* BEGIN INFORMATION GIVEN *
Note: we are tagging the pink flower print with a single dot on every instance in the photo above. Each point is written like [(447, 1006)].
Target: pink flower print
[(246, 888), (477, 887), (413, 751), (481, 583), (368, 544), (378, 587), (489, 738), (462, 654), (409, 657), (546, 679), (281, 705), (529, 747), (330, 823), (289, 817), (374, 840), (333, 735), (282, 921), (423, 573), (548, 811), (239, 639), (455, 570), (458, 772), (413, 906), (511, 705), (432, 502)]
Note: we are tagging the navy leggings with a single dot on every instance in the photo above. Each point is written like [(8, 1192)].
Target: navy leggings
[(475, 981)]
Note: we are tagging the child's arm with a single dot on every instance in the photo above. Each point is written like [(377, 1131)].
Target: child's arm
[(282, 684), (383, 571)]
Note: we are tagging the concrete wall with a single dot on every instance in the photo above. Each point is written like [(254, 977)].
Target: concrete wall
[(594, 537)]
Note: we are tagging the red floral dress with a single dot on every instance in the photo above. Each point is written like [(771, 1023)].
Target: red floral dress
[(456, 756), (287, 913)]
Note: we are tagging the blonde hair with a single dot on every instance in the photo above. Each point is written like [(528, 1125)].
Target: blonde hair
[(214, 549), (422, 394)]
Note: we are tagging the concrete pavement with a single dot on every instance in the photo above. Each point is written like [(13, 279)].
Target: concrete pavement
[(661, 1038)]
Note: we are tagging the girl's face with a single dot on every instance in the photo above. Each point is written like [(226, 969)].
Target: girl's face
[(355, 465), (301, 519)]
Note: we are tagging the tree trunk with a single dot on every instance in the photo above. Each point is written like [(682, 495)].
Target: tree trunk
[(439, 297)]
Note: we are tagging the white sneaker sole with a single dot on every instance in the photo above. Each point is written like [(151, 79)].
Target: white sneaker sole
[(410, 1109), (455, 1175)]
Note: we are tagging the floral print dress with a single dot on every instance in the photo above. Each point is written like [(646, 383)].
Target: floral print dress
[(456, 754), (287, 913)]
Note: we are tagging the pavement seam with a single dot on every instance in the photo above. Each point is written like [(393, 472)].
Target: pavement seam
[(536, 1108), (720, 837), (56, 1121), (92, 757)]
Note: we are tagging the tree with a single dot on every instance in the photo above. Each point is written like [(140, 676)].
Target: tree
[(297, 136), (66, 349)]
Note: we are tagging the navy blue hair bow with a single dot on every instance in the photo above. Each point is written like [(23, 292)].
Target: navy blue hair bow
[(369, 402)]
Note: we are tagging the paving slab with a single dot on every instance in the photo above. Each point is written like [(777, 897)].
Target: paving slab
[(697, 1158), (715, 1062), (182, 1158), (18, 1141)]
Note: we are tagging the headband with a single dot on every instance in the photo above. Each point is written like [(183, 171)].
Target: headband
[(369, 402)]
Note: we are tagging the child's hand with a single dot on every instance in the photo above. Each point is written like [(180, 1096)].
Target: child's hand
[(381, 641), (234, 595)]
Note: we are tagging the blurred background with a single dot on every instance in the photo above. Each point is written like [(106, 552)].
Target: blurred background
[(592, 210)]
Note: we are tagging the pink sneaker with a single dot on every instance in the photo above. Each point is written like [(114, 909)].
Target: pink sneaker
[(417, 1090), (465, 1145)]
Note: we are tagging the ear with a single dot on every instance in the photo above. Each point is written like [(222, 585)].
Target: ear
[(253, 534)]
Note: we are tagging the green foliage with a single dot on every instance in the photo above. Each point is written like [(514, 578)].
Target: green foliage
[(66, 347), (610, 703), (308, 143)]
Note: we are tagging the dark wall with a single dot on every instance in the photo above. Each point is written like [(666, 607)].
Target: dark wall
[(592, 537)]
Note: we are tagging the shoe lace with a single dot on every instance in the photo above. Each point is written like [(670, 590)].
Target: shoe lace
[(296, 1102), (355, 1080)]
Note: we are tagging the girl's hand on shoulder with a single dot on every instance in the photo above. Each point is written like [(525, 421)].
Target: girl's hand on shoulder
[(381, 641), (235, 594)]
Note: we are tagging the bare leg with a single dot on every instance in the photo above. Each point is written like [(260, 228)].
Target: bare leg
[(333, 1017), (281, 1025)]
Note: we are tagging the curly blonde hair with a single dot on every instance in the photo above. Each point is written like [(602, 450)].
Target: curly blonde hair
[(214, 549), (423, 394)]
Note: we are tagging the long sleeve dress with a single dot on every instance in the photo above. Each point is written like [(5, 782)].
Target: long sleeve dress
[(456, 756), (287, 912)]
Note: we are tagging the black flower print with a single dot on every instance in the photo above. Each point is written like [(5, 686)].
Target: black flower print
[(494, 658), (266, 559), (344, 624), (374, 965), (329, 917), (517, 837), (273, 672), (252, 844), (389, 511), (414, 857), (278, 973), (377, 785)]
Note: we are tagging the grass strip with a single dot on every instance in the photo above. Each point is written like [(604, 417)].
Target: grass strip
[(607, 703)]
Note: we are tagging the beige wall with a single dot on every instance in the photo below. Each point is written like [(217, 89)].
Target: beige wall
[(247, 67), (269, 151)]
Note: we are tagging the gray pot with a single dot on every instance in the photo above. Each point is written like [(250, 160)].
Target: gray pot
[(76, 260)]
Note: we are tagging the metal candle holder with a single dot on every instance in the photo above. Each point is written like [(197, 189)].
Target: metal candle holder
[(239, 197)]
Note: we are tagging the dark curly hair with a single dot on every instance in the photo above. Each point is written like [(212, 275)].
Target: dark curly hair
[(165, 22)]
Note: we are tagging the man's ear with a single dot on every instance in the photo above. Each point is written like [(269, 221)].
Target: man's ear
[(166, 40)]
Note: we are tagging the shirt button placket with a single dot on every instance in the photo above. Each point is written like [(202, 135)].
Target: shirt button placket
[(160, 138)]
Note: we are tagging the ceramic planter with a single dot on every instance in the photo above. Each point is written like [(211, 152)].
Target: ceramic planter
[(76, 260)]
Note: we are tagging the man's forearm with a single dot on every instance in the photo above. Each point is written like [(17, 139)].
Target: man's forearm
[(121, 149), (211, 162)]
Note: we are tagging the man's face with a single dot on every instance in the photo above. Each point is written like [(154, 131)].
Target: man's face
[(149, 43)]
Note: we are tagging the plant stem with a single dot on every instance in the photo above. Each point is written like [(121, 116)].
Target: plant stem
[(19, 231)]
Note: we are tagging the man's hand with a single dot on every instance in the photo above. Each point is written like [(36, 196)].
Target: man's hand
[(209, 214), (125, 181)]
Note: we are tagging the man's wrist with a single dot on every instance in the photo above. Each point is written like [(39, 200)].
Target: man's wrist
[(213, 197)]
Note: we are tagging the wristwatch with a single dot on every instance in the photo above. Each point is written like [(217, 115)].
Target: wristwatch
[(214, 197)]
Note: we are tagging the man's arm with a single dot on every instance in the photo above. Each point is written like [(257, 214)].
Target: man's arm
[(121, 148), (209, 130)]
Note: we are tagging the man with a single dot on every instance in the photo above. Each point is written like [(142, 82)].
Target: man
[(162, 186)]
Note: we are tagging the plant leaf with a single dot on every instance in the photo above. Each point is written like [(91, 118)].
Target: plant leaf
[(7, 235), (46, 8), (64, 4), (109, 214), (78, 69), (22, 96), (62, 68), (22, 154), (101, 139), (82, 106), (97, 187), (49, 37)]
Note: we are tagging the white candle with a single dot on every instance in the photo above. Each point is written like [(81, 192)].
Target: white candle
* END INFORMATION GIVEN *
Write out the entire listing above again, putting "marking" in place of "tagging" everywhere it appears and changing nothing else.

▸ **REPLY**
Note: we are marking the pink flower print with a single dot on every instance in the photo above. Each point is written like [(447, 1006)].
Target: pink flower print
[(246, 888), (477, 887), (413, 751), (481, 583), (368, 544), (378, 587), (489, 738), (462, 654), (409, 657), (546, 679), (281, 705), (529, 747), (330, 823), (289, 817), (374, 840), (333, 735), (282, 921), (423, 573), (548, 811), (239, 639), (455, 570), (458, 772), (413, 906), (511, 705), (432, 502)]
Note: we are marking the navy leggings with a single dot on every instance in the photo above. Each point is written like [(8, 1192)].
Target: navy leggings
[(475, 981)]
Note: we are marking the child's arm with a single dot on every instance in the photo above. Each point is written like [(377, 1131)].
Target: child's arm
[(282, 684), (383, 571)]
Note: we are marking the concrete wall with a single dot on every instance in the photo above. Each point is written like [(254, 977)].
Target: concrete wall
[(594, 537)]
Note: we are marking the red floral dress with a single dot on every instance in the photo above. Each point is written like [(771, 1023)].
Target: red floral dress
[(456, 756), (287, 913)]
Note: we are marking the blonde hair with a single dot on every instance in the photo above. Each point is written like [(528, 1125)].
Target: blonde hair
[(214, 549), (422, 394)]
Note: we are marking the concrete pavement with a single dot on every instance in the photo above. Each point is written like [(13, 279)].
Target: concrete pavement
[(661, 1038)]
Note: we are marking the girl's face with a single dot on every instance in the photo above. Each point is written like [(226, 969)].
Target: girl's face
[(355, 465), (301, 519)]
Note: we are marking the tree trunk with a single dot on every instance in the photo above. Each point is written like [(682, 495)].
Target: tree trunk
[(439, 297)]
Note: we are marking the white sneaker sole with a single dot on every instance in the photo above. Each point is written like [(151, 79)].
Target: white sneaker sole
[(410, 1109), (455, 1175)]
Note: we are marking the floral print dress with a single dot on every instance in the photo above. Each point is written like [(646, 383)].
Target: floral print dress
[(456, 754), (287, 913)]
Note: we are marking the pavement seam with a single dot on every instance in the photo above. Each point is written like [(393, 472)].
Target: pavement seam
[(536, 1108), (720, 837), (56, 1121), (92, 757)]
Note: we are marking the tree with a single dot on every instance in the photo above. Each point is written like [(140, 676)].
Target: tree
[(297, 136), (66, 349)]
Note: we are marking the navy blue hair bow with a single dot on every instance in the photo above. Each point is written like [(23, 292)].
Target: navy blue hair bow
[(369, 402)]
Note: we are marking the paving slab with a single dot on every instance in the photo above. Each point is written like [(777, 897)].
Target: paving slab
[(697, 1158), (715, 1062), (182, 1158), (18, 1141)]
Note: we are marking the headband with a single dot on every instance in the photo above. Each point is written like [(183, 171)].
Target: headband
[(369, 402)]
Note: we are marking the child's hand with a single dot on every instance in the photo above. Each point is written like [(180, 1096)].
Target: child's hand
[(381, 641), (234, 595)]
Note: we are marking the blurred background with a single dot on every instance in the photo above. Each point is written like [(106, 552)].
Target: blurred background
[(592, 210)]
Note: we are marking the pink sneaker with a single dot on every instance in the photo above. Each point is written like [(114, 909)].
Target: pink sneaker
[(417, 1090), (465, 1145)]
Note: we are marking the ear with a single dot on every instance in the photo above. Each point is written like [(222, 585)].
Target: ear
[(253, 534)]
Note: we are marking the green foliage with a single dot on every instance in the photo above. Each point is written like [(514, 578)].
Target: green foliage
[(66, 347), (610, 703), (308, 143)]
Note: we are marking the dark wall with a single dot on every instance in the photo above. Each point is written like [(666, 607)].
Target: dark wall
[(592, 537)]
Note: we are marking the shoe lace with a single dot on every instance in the photo above. Each point is written like [(670, 590)].
Target: shoe lace
[(296, 1102), (355, 1080)]
Note: we are marking the girl's hand on shoulder with a single dot on every instance in the photo above. Each point is written like [(525, 421)].
Target: girl's hand on shoulder
[(381, 641), (235, 594)]
Note: we are marking the bare leg with a single dot on every instance in the photo above. Each point is written like [(260, 228)].
Target: bare leg
[(333, 1017), (281, 1025)]
Note: we are marking the curly blonde hair with a single dot on every instance in the photo above. Each point is written like [(602, 450)].
Target: curly blonde hair
[(214, 549), (423, 394)]
Note: we are marking the long sleeve dress with a single dot on every instance in the photo above. Each point is written like [(5, 782)].
Target: long sleeve dress
[(456, 756), (287, 912)]
Note: we are marking the black flower print with a single dot on every instance in the photo above. Each point is written like [(5, 686)].
Target: black flower print
[(494, 658), (266, 559), (344, 624), (374, 965), (329, 917), (517, 837), (273, 672), (252, 844), (389, 511), (414, 857), (278, 973), (377, 785)]
Note: we are marking the grass strip with a single dot on every instance in the photo above. Each point is written like [(604, 417)].
Target: grass strip
[(607, 703)]
Note: we are marking the beige wall with a single dot on every instance in the photo below. Each point is written like [(217, 89)].
Target: beige wall
[(247, 67), (269, 151)]
Note: we are marking the gray pot with a single dot on every instance in the photo above. Each point is written like [(250, 160)].
Target: gray pot
[(76, 260)]
Note: we are marking the metal candle holder with a single dot on every instance in the photo above. Each point is written like [(197, 189)].
Target: metal candle holder
[(239, 197)]
Note: we are marking the dark curly hair with a single dot on every instance in the photo above. Each point is written like [(212, 275)].
Target: dark curly hair
[(165, 22)]
Note: we are marking the man's ear with a single dot on every instance in the photo above. Each point is written like [(269, 221)].
Target: man's ear
[(166, 40)]
Note: we are marking the shirt button placket with a single dot on every instance in the photo above. Each point is written like [(202, 135)].
Target: shirt button placket
[(160, 138)]
Note: we are marking the ceramic planter with a single dot on every instance in the photo above. Each point is written like [(211, 152)].
Target: ceramic planter
[(76, 260)]
Note: we are marking the man's forearm with a single dot on every instance in the photo above. Each point is written like [(17, 139)].
Target: man's forearm
[(121, 149), (211, 162)]
Note: we are marking the man's face with a single dot on every instance in the photo above. Each point is written like [(154, 131)].
Target: man's face
[(149, 43)]
Note: we are marking the plant stem with a single dot on every instance in the photo above. Each point is written like [(121, 116)].
Target: plant stem
[(19, 231)]
Note: we are marking the man's hand with a single dot on every instance in the photo above. Each point is written like [(36, 196)].
Target: man's hand
[(209, 214), (125, 181)]
Note: we are marking the man's wrist with a single dot on every instance in the photo above. Each point is written like [(39, 200)].
Target: man's wrist
[(213, 197)]
Note: we are marking the wristwatch with a single dot on every instance in the photo above. Each point is written like [(217, 115)].
Target: wristwatch
[(214, 197)]
Note: we are marking the man's arm with a single dot on every instance in the photo above. Each point is written like [(257, 214)].
Target: man's arm
[(121, 148), (209, 130)]
Note: we are marking the man with a single dot on every instance in the photo above. Each point is written like [(142, 82)].
Target: man
[(162, 186)]
Note: we are marking the plant leaf with a single dot on every instance in the photo above. Each point is written like [(91, 118)].
Target: plant leaf
[(7, 235), (46, 8), (64, 4), (109, 214), (78, 69), (22, 96), (62, 68), (22, 154), (101, 139), (82, 106), (97, 187), (49, 37)]
Note: we are marking the white candle with a single dot on every instance in the photo above. Each point is written like [(81, 192)].
Target: white candle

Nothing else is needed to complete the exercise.